(Referring expression pointing data)
= = =

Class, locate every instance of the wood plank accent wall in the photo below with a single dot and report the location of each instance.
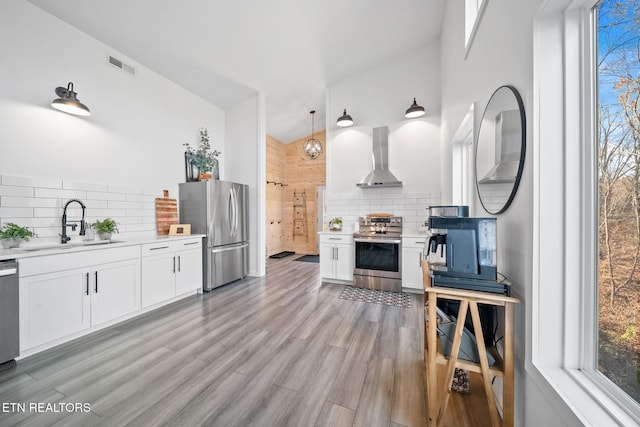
(275, 196)
(300, 174)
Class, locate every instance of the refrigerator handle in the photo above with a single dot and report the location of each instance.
(233, 210)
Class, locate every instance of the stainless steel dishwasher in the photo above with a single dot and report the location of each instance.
(9, 313)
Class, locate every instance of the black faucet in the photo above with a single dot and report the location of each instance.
(83, 227)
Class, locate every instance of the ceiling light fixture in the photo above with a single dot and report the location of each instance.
(312, 147)
(414, 111)
(68, 102)
(345, 120)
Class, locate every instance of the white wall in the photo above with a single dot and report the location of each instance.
(138, 124)
(246, 163)
(502, 53)
(376, 97)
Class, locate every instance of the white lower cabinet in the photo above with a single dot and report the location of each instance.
(412, 256)
(55, 304)
(336, 256)
(170, 269)
(116, 290)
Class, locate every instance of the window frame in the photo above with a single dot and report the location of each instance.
(473, 11)
(462, 159)
(564, 311)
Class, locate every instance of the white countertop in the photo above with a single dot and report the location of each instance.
(33, 248)
(414, 235)
(410, 234)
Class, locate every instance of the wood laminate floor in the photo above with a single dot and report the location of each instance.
(281, 350)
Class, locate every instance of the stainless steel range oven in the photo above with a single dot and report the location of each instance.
(378, 253)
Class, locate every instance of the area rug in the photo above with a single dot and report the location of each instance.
(281, 254)
(308, 258)
(396, 299)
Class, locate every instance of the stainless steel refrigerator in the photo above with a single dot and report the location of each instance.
(218, 209)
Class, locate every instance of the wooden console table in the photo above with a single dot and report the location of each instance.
(503, 367)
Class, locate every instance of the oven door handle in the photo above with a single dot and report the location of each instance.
(365, 240)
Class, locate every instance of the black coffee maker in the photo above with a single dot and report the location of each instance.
(469, 248)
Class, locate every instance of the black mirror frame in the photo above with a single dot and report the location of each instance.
(523, 150)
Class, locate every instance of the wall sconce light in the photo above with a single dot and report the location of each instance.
(68, 102)
(414, 111)
(345, 120)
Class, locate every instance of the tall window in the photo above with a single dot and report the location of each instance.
(618, 44)
(473, 10)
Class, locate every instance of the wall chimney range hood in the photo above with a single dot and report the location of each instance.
(380, 176)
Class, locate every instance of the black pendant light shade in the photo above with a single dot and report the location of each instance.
(68, 102)
(414, 111)
(312, 147)
(345, 120)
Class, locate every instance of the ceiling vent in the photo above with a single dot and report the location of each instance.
(121, 65)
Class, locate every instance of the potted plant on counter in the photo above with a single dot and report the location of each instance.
(202, 159)
(12, 235)
(105, 228)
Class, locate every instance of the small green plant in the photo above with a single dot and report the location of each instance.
(202, 157)
(15, 232)
(105, 226)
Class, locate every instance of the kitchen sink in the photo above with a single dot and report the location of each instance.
(70, 245)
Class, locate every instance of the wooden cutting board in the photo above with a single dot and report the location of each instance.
(166, 213)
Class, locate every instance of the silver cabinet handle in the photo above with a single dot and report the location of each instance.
(8, 272)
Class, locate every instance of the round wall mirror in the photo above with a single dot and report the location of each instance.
(500, 150)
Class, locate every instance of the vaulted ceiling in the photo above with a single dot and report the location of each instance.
(226, 51)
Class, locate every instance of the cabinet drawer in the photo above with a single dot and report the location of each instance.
(336, 238)
(170, 246)
(60, 262)
(413, 242)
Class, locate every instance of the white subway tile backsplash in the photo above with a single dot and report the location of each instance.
(31, 181)
(411, 206)
(83, 186)
(15, 212)
(30, 202)
(114, 204)
(140, 198)
(126, 190)
(33, 222)
(37, 203)
(8, 190)
(104, 213)
(61, 194)
(140, 212)
(105, 196)
(141, 227)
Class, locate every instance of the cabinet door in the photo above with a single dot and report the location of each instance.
(115, 290)
(158, 279)
(188, 271)
(344, 262)
(53, 305)
(412, 268)
(327, 261)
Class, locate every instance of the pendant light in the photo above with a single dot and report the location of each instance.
(312, 147)
(345, 120)
(414, 111)
(68, 102)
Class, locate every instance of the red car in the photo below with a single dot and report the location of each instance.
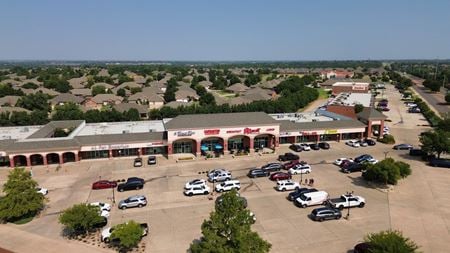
(280, 176)
(291, 164)
(103, 184)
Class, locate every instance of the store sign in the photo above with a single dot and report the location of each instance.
(184, 133)
(211, 131)
(251, 131)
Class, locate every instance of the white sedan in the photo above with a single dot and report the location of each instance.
(42, 191)
(353, 143)
(339, 161)
(195, 182)
(300, 169)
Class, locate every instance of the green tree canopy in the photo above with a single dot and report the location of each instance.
(81, 218)
(21, 199)
(228, 229)
(390, 242)
(128, 234)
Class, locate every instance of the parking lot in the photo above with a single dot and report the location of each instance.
(419, 205)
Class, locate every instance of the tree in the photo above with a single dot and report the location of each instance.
(359, 108)
(435, 142)
(21, 199)
(387, 171)
(390, 242)
(81, 218)
(228, 229)
(68, 111)
(128, 234)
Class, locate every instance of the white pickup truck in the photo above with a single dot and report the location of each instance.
(347, 200)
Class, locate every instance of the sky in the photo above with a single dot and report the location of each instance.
(231, 30)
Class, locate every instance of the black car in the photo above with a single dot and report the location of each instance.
(151, 160)
(271, 167)
(296, 147)
(352, 167)
(130, 185)
(288, 157)
(258, 173)
(370, 142)
(314, 146)
(325, 213)
(324, 145)
(435, 162)
(295, 194)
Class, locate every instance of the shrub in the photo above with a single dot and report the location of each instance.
(387, 139)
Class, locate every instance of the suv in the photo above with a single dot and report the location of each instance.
(288, 157)
(219, 175)
(137, 162)
(133, 201)
(130, 185)
(228, 186)
(197, 190)
(271, 167)
(151, 160)
(325, 213)
(287, 185)
(258, 173)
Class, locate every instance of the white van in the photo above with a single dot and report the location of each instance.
(311, 199)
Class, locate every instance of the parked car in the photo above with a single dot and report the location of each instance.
(103, 184)
(133, 201)
(403, 146)
(219, 175)
(300, 169)
(228, 186)
(363, 158)
(288, 157)
(352, 167)
(305, 146)
(311, 199)
(151, 160)
(137, 162)
(295, 147)
(339, 161)
(295, 194)
(436, 162)
(280, 176)
(258, 173)
(314, 146)
(42, 191)
(197, 190)
(347, 200)
(195, 182)
(271, 167)
(287, 185)
(130, 185)
(106, 233)
(324, 145)
(325, 213)
(353, 143)
(101, 205)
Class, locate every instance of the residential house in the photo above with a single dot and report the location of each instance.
(142, 109)
(64, 98)
(100, 100)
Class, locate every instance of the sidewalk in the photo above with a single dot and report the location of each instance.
(16, 240)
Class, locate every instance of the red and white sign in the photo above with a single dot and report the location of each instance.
(211, 131)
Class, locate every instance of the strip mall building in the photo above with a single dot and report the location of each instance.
(71, 141)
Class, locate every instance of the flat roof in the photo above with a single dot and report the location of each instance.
(192, 121)
(108, 128)
(351, 99)
(17, 132)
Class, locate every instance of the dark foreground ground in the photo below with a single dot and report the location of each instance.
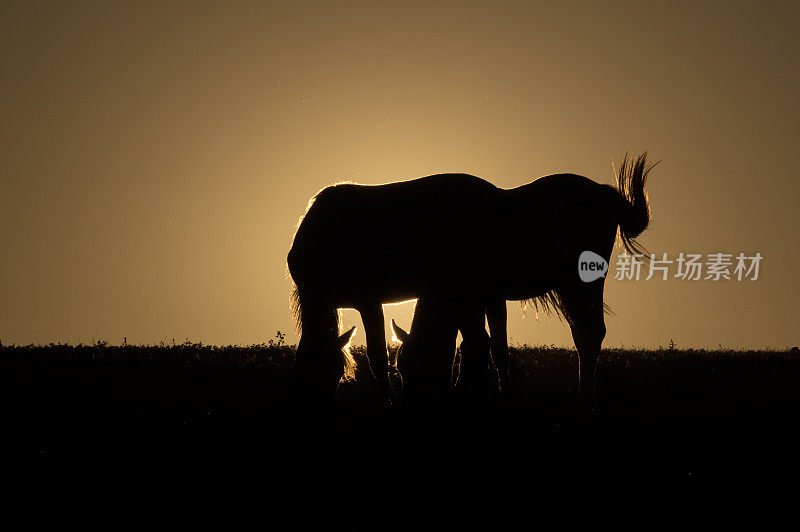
(191, 436)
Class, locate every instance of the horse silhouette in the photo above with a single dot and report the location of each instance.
(456, 240)
(424, 360)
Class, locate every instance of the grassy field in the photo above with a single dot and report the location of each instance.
(193, 434)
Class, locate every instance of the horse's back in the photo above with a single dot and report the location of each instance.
(394, 237)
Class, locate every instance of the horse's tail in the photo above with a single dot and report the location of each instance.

= = =

The problem: Each record above, in full: return it exactly, pictures excluded.

Written response:
Class, locate every instance of the wood plank accent wall in the photo below with a single dot and report the location of each instance.
(275, 196)
(300, 174)
Class, locate every instance of the refrigerator handle in the photo above with a single dot and report the location of each instance.
(233, 210)
Class, locate every instance of the stainless steel dishwasher in the photo above with a single dot and report the location of each instance.
(9, 313)
Class, locate every instance of the black faucet in the photo above with a single dot and report the location of each instance.
(83, 227)
Class, locate every instance of the ceiling light fixture in the photo above with a single dot and report the location of each instance.
(312, 147)
(414, 111)
(68, 102)
(345, 120)
Class, locate every instance of the white wall in the photo above with a single dot and report the location of each instance.
(138, 124)
(246, 163)
(502, 53)
(376, 97)
Class, locate every instance of the white lower cabinet in the photo above with a single dot and report the location of each instance.
(412, 256)
(55, 304)
(336, 256)
(170, 269)
(116, 290)
Class, locate every instance of the window frame in the photo above with a single dot and report the location of each instance.
(473, 11)
(462, 159)
(564, 311)
Class, locate every instance of the white countertop in the photo above with a single dot and report the location of each instance.
(33, 248)
(414, 235)
(410, 234)
Class, locate every instance of the wood laminate floor in the photo above with a single dot and report the location of each instance.
(281, 350)
Class, locate every instance of the stainless steel range oven in the photo above with a single dot and report the location of each instance.
(378, 253)
Class, locate every instance of the area rug in the photo above with a single dot and report the location of each instance.
(281, 254)
(308, 258)
(396, 299)
Class, locate every instance of the stainless steel refrigerator in the photo above with a single dot and report the location of each instance.
(218, 209)
Class, locate every instance of the wooden console table in the photo above with a single dot and report the location of each instance.
(503, 367)
Class, locate every instance of the oven door handle in the photo above with a single dot and report the location of each instance.
(365, 240)
Class, locate every instance of the black coffee maker in the photo above with a single dot and report the location of each instance.
(469, 248)
Class, locate every instance of the black mirror frame in the photo above with a single dot and report the location of each instance.
(523, 150)
Class, locate every instance of the wall sconce light in the photo above with a single dot and report the location of each instance.
(68, 102)
(414, 111)
(345, 120)
Class, locate every instance of the tall window in the photo above with a single dot and report the location of each instance.
(618, 44)
(473, 10)
Class, locate every instance of the wall chimney range hood in the photo above with a single dot and report the location of each instance.
(380, 176)
Class, locate every instance of the black pendant light shade in the photo above with a single dot and report the location of each instance.
(68, 102)
(414, 111)
(312, 147)
(345, 120)
Class, locate every instance of the ceiling vent in the photo above with a single dot and report the location of each instance.
(121, 65)
Class, locate every instance of the potted plant on counter in the photo above with a single dot and report the location of each instance.
(202, 159)
(12, 235)
(105, 228)
Class, locate every instance of the small green plant in the photo above with a single dot and report the location of each instance.
(202, 157)
(15, 232)
(105, 226)
Class, locate every instance of the kitchen sink in the photo above with a single dot and report the location of each instance.
(70, 245)
Class, locate every instance of the wooden cutting board in the photo above with a single dot and report the location of each instance.
(166, 213)
Class, locate every instance of the silver cabinet handle in the photo above with a single dot and report the location of each instance.
(8, 272)
Class, locate every instance of the round wall mirror in the photo above with a single dot and report the location of each instance.
(500, 150)
Class, locate every instance of the vaulted ceiling in the photo above with a single dot and report the location of each instance.
(226, 51)
Class, locate every instance of the cabinet drawer in the photo above with a single dot and report the location of each instance.
(336, 238)
(170, 246)
(60, 262)
(413, 242)
Class, locate every instance of the white subway tile backsplash in the photo above with a single dot and report the location of each instance.
(31, 181)
(411, 206)
(83, 186)
(15, 212)
(30, 202)
(114, 204)
(140, 198)
(126, 190)
(33, 222)
(37, 203)
(8, 190)
(104, 213)
(61, 194)
(140, 212)
(105, 196)
(141, 227)
Class, locate every instance of the cabinet door in the photo above with a single dot and report the location of each instance.
(115, 290)
(158, 279)
(188, 271)
(344, 262)
(53, 305)
(412, 268)
(327, 261)
Class, locate every instance of the pendant light in the photo above with a single dot and report the location of each instance.
(312, 147)
(345, 120)
(414, 111)
(68, 102)
Class, locate every instance of the red car in the photo below with a single dot and report the location of each instance.
(280, 176)
(291, 164)
(103, 184)
Class, locate every instance of the store sign in the photo above with a single dot and report the location of each instance.
(184, 133)
(211, 131)
(251, 131)
Class, locate every instance of the white sedan in the photo above with a single dot and report the location of each instance.
(42, 191)
(353, 143)
(339, 161)
(195, 182)
(300, 169)
Class, locate every instance of the green tree canopy in the photo above with a single dot and report the location of each instance.
(81, 218)
(21, 199)
(228, 229)
(390, 242)
(128, 234)
Class, locate every instance of the parking lot in the photo above with a single dot and report the location of each instance.
(419, 205)
Class, locate every instance of the tree in the photo above with a single dot and report the location of each instance.
(359, 108)
(435, 142)
(21, 199)
(387, 171)
(390, 242)
(81, 218)
(228, 229)
(68, 111)
(128, 234)
Class, locate every instance of the white pickup truck in the photo above with a single dot and report the location of each instance.
(347, 200)
Class, locate every instance of the sky in the photo above with a single dot and report the location of each instance.
(231, 30)
Class, locate every instance of the black car in the photo above with a single dot and report the location of each instance.
(151, 160)
(271, 167)
(296, 147)
(352, 167)
(130, 185)
(288, 157)
(258, 173)
(370, 142)
(314, 146)
(325, 213)
(324, 145)
(435, 162)
(295, 194)
Class, locate every instance of the shrub in the photo above with a single dot and report the location of each instance.
(387, 139)
Class, locate every instance of the suv in the photo above with a single dot and report the location of each instance.
(288, 157)
(219, 175)
(137, 162)
(133, 201)
(130, 185)
(228, 186)
(197, 190)
(271, 167)
(151, 160)
(325, 213)
(287, 185)
(258, 173)
Class, locate every instance of the white van in the photo above with a single dot and report the location of each instance.
(311, 199)
Class, locate every instance of the parked car in the photo above with a single dot and report the location of each instance.
(103, 184)
(133, 201)
(403, 146)
(219, 175)
(300, 169)
(228, 186)
(363, 158)
(288, 157)
(352, 167)
(305, 146)
(311, 199)
(151, 160)
(137, 162)
(295, 147)
(339, 161)
(295, 194)
(436, 162)
(280, 176)
(258, 173)
(314, 146)
(42, 191)
(197, 190)
(347, 200)
(195, 182)
(271, 167)
(287, 185)
(130, 185)
(106, 233)
(324, 145)
(325, 213)
(353, 143)
(101, 205)
Class, locate every instance of the residential house in the photo above with a single dot and report the location of each instance.
(142, 109)
(64, 98)
(100, 100)
Class, locate every instance of the sidewalk in the photo above with a single dot and report the location of each instance.
(16, 240)
Class, locate every instance of the red and white sign in the photo above with a single dot and report the location of each instance.
(211, 131)
Class, locate every instance of the strip mall building in the photo above with a single dot and report the location of each instance.
(71, 141)
Class, locate every instance of the flat roof in the photo above with a single dot and report the location of each instance.
(192, 121)
(108, 128)
(351, 99)
(17, 132)
Class, locate every instance of the dark foreground ground in the photo below with a single dot and report the location of each instance.
(191, 436)
Class, locate every instance of the horse silhouette in the photo above with a single dot and report the location of each instance.
(456, 240)
(424, 360)
Class, locate every instance of the grassy field in the photo above with a single dot and report the location of each instance.
(193, 434)
Class, locate every instance of the horse's back in the photo above with a single dot and report the location of each instance.
(394, 237)
Class, locate every instance of the horse's tail in the photo above with a single dot and report the location of each instance.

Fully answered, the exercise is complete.